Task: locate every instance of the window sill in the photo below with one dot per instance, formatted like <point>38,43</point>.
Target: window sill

---

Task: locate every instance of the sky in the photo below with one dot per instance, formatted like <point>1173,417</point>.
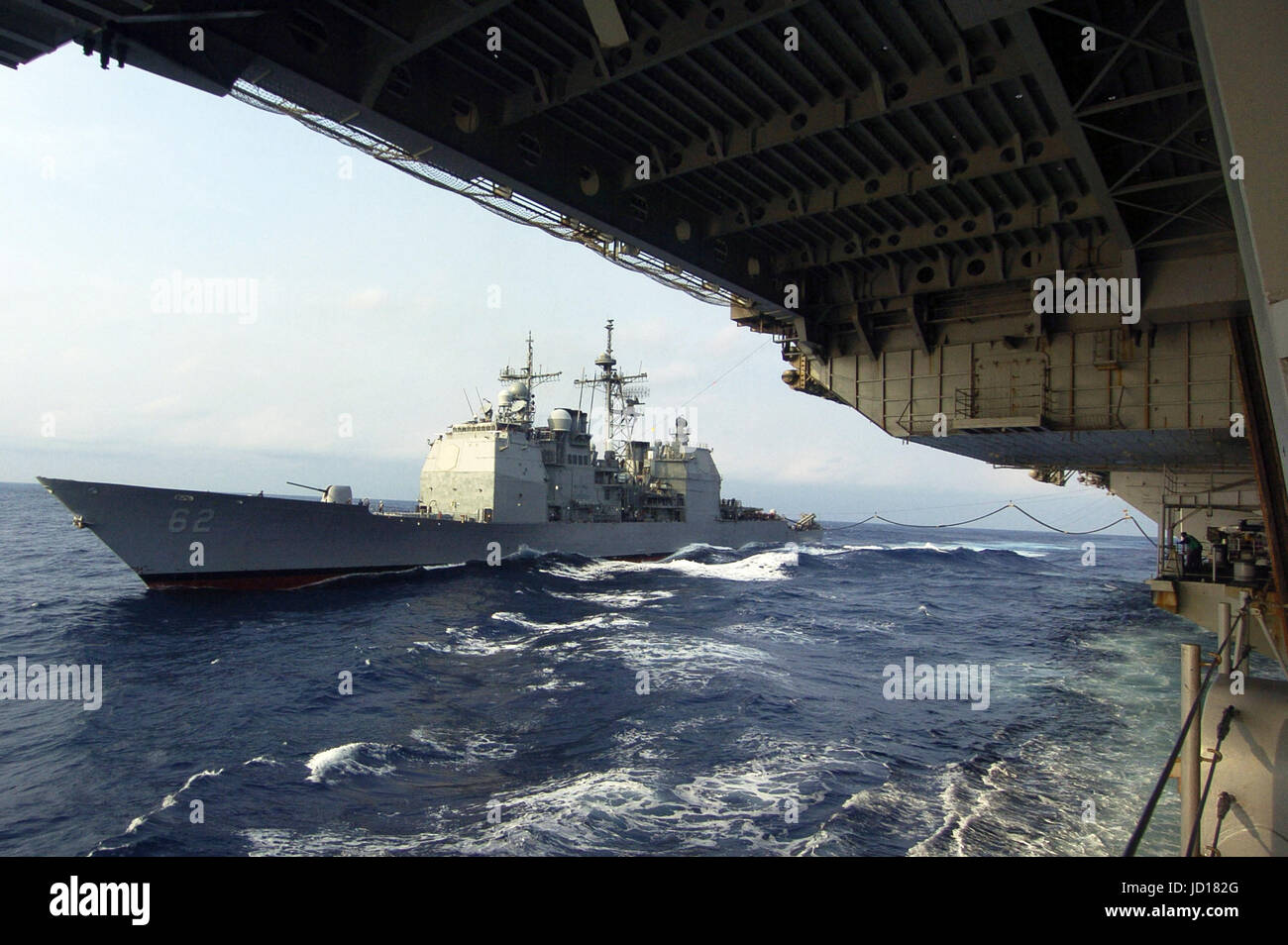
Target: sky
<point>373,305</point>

■ **THE TASK**
Rewrite the rows from the line containing "Task: locate every instance of the window" through the line containing "Target: window sill", both included, replacing "window sill" with "door frame" and leaving everything else unchanged. Return only those lines.

■ **FULL SOLUTION**
Task: locate every instance of the door frame in the photo below with one dot per instance, formatted like <point>38,43</point>.
Target: door frame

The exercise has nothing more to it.